• [SHORT PROBLEM] Each line below is to be written out in full, exactly as shown.

• [THE RECORDS]
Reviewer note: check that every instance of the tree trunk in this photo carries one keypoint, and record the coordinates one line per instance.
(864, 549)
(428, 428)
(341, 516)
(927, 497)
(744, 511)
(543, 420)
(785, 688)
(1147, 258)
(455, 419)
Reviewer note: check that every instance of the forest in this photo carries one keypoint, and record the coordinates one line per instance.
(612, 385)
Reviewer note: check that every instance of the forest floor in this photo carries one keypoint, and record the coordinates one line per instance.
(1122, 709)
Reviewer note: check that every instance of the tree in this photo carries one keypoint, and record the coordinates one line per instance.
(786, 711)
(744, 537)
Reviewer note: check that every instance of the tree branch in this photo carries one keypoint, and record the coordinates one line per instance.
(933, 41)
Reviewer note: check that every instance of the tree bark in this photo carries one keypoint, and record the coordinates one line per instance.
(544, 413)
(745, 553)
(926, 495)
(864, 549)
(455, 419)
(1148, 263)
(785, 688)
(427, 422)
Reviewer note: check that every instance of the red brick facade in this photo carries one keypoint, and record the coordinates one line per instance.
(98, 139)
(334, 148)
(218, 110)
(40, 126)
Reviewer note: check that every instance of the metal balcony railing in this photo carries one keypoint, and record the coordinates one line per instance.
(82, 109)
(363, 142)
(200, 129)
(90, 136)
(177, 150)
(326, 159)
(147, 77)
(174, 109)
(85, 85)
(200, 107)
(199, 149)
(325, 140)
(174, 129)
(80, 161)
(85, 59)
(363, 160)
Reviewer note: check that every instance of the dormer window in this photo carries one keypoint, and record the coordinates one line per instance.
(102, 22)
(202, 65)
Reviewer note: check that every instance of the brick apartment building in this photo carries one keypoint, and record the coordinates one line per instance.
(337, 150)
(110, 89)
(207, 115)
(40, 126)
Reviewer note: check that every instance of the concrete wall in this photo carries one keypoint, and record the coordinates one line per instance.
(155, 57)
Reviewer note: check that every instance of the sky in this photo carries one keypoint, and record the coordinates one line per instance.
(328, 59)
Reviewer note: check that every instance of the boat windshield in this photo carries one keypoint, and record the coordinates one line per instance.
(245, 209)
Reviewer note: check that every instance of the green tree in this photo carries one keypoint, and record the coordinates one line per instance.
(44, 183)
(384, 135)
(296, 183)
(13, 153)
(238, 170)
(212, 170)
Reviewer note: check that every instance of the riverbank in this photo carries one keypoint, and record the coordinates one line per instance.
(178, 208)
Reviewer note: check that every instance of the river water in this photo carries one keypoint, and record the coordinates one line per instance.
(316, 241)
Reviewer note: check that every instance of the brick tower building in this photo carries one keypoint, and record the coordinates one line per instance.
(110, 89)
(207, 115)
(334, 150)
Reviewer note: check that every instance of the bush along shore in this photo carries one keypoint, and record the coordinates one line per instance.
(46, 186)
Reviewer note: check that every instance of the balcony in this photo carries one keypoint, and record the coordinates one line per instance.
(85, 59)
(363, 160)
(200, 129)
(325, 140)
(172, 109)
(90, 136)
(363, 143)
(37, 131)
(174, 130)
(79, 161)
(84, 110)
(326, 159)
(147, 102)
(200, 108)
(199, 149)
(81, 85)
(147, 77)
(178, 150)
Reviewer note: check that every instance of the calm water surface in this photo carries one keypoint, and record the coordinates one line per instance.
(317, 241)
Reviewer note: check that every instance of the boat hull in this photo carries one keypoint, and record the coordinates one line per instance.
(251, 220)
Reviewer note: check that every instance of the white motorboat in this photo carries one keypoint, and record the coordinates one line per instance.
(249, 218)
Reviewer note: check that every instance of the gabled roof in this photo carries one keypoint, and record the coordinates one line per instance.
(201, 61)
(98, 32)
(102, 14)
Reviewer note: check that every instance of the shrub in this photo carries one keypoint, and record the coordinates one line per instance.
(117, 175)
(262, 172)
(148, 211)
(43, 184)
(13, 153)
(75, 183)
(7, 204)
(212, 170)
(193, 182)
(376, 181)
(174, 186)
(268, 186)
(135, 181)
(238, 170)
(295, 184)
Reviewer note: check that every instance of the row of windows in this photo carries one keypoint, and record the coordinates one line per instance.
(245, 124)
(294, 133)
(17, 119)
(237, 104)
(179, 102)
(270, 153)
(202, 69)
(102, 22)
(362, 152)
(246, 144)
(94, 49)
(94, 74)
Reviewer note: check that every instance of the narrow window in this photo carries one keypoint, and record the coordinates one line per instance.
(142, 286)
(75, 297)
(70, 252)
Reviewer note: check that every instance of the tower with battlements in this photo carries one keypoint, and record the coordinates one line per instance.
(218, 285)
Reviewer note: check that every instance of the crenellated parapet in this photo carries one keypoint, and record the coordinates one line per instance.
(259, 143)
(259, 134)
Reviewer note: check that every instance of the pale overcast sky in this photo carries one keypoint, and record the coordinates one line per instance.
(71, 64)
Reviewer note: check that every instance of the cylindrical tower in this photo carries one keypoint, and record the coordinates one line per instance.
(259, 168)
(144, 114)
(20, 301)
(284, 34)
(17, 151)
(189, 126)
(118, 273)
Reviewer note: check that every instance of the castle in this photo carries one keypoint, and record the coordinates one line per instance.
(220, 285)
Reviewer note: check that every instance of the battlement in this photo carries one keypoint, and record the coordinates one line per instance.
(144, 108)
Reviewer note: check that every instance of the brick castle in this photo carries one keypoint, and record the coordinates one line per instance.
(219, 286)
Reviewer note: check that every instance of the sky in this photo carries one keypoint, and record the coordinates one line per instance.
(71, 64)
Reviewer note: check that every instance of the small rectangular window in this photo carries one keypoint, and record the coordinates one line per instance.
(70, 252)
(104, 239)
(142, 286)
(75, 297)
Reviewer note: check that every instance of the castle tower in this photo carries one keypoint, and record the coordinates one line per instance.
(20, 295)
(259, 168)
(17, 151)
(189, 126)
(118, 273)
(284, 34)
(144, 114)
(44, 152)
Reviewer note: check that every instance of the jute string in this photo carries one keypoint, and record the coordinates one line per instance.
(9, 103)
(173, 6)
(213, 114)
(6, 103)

• [ANSWER BELOW]
Reviewer note: check that every instance of the tree trunk in this photo carries one keypoint, and record the coordinates one line per instance.
(864, 549)
(428, 428)
(341, 516)
(927, 497)
(744, 511)
(543, 420)
(785, 688)
(1147, 258)
(455, 419)
Reviewer note: check that every instance of the forest in this photo carries one keypoint, and record the coordinates one line per instance.
(612, 385)
Reviewer note: check that every instance of the forest floor in this photo carries one keypoint, and record the coordinates one line per instance.
(1122, 709)
Reviewer note: check that every instance of the tree in this photo carries one keypoint, and record the coordinates one line per instance.
(786, 711)
(744, 537)
Reviewer note: check that every instance of the tree branch in this photo carries one keypoint, and record the coordinates one line per instance.
(933, 41)
Reviewer note: check that every instance of the tree bark in this photo carries one keypoint, and record the coordinates one line per instance.
(544, 413)
(745, 553)
(926, 495)
(864, 549)
(455, 419)
(1148, 263)
(785, 688)
(427, 422)
Reviewer note: check that every instance of the red brick facade in this photo carries one keypoint, and record the coordinates one line per instance.
(98, 139)
(334, 148)
(218, 110)
(40, 126)
Reviewer note: check that every instance of the metal balcony railing in this photo carries one keypoint, and record the coordinates one line per instance.
(82, 109)
(363, 142)
(200, 129)
(90, 136)
(177, 150)
(326, 159)
(147, 77)
(174, 109)
(85, 85)
(200, 107)
(199, 149)
(325, 140)
(174, 129)
(80, 161)
(85, 59)
(363, 160)
Reviewer note: check that every instance of the dormer window in this photo carries one keypoint, and record the coordinates one line per instance.
(102, 22)
(202, 65)
Reviewer note: check that every instance of the brick apartment building in this photo carries one keypoint, and record the coordinates one line per instance.
(337, 150)
(110, 89)
(207, 115)
(40, 126)
Reviewer note: check that every instance of the concrete wall in this photo carries one keypoint, and record the coordinates one line per instance.
(155, 57)
Reviewer note: check that every instance of the sky in this photo carries one keypoint, and record the coordinates one line per instance.
(328, 59)
Reviewer note: check that every instance of the boat windshield in this photo carries one keypoint, and record the coordinates one line per instance.
(245, 209)
Reviewer note: check that every instance of the green tree in this photo carries one keypoint, and record the coordinates one line per instance.
(44, 183)
(384, 135)
(296, 183)
(13, 153)
(238, 170)
(212, 170)
Reviewer note: check that every instance of the riverbank in this photo carries one keypoint, and record the coordinates one line per instance.
(178, 208)
Reviewer note: check that every instance of the river water in this photo carries one keypoint, and record the coordinates one line per instance.
(316, 241)
Reviewer note: check that every instance of the brick tower building in this photo carries one keypoint, and record the coordinates one line per instance.
(110, 89)
(207, 115)
(334, 150)
Reviewer note: check that every instance of the bush along shore in this photo carries one keypoint, and record the coordinates one line per instance.
(46, 186)
Reviewer note: check that every instance of the balcony in this photo carries one keypoint, and record the coordinates one line per instance.
(85, 59)
(363, 160)
(200, 129)
(325, 140)
(172, 109)
(90, 136)
(363, 143)
(37, 131)
(174, 130)
(79, 161)
(84, 110)
(326, 159)
(147, 102)
(200, 108)
(199, 149)
(81, 85)
(147, 77)
(178, 150)
Reviewer note: check that every instance of the calm water surface in this photo carries one keypoint, and record the coordinates one line per instance.
(317, 241)
Reviewer note: check that every instance of the boat hull in this photo carries one keypoint, and record the coordinates one line per instance.
(251, 220)
Reviewer note: check that every instance of the white motorboat in this photo carries one keypoint, and record the coordinates one line per instance.
(249, 218)
Reviewer note: check that every instance of the gabled roof in this photo carries one keypoint, and record the coordinates one line per instance.
(201, 61)
(98, 32)
(102, 14)
Reviewer note: check that every instance of the shrub in this photo carries one keypoint, and record the coordinates one line per instance.
(117, 175)
(262, 172)
(148, 211)
(43, 184)
(13, 153)
(75, 183)
(7, 204)
(212, 170)
(193, 182)
(376, 181)
(174, 186)
(268, 186)
(135, 181)
(238, 170)
(295, 184)
Reviewer note: check that every instance of the row of windows in this photo carries one keypoint, and record the coordinates one line per instance.
(245, 124)
(294, 133)
(17, 119)
(237, 104)
(179, 102)
(270, 153)
(202, 69)
(102, 22)
(362, 152)
(246, 144)
(94, 49)
(94, 74)
Reviewer note: check that every instance of the narrow window in this photo carries one keypoint, and record the coordinates one line per instance.
(142, 286)
(75, 297)
(70, 252)
Reviewer note: check that every instance of the tower with battlements in this photo carries one keypoint, and record the coordinates one line per instance.
(218, 285)
Reviewer note: check that every instance of the crenellated parapet in this photo carries one keypoint, and record the coordinates one line per instance.
(259, 143)
(259, 134)
Reviewer note: check that every instance of the pale overcast sky in this photo carries one keypoint, and record the coordinates one line per instance.
(71, 64)
Reviewer note: check that every instance of the cylindrical tower in this photo carries one keypoint, and record the coordinates one line per instance.
(259, 168)
(144, 114)
(20, 301)
(284, 34)
(17, 151)
(189, 126)
(118, 273)
Reviewer note: check that every instance of the castle in this photo carries one keypoint, and record the coordinates one line per instance.
(220, 285)
Reviewer note: check that every instance of the battlement in this photo carries one keypoint, and record the coordinates one line per instance.
(144, 108)
Reviewer note: check that every instance of the brick castle in this photo carries one keypoint, and record the coordinates one line per instance.
(219, 286)
Reviewer note: check that every instance of the sky in this photo carries one keypoint, and record the coordinates one line per instance.
(71, 64)
Reviewer note: check that every instance of the small rectangular window in this photo carries one keypoint, and record the coordinates one line per instance.
(70, 252)
(104, 239)
(142, 286)
(75, 297)
Reviewer note: check that every instance of the castle tower in this photo carries one keypoint, and record the coordinates one line per instance.
(20, 295)
(259, 168)
(17, 151)
(189, 126)
(118, 273)
(284, 34)
(144, 114)
(44, 152)
Reviewer note: check that every instance of the jute string in this photo carries one keypoint, and record the coordinates one line per instance.
(9, 103)
(173, 6)
(213, 114)
(6, 103)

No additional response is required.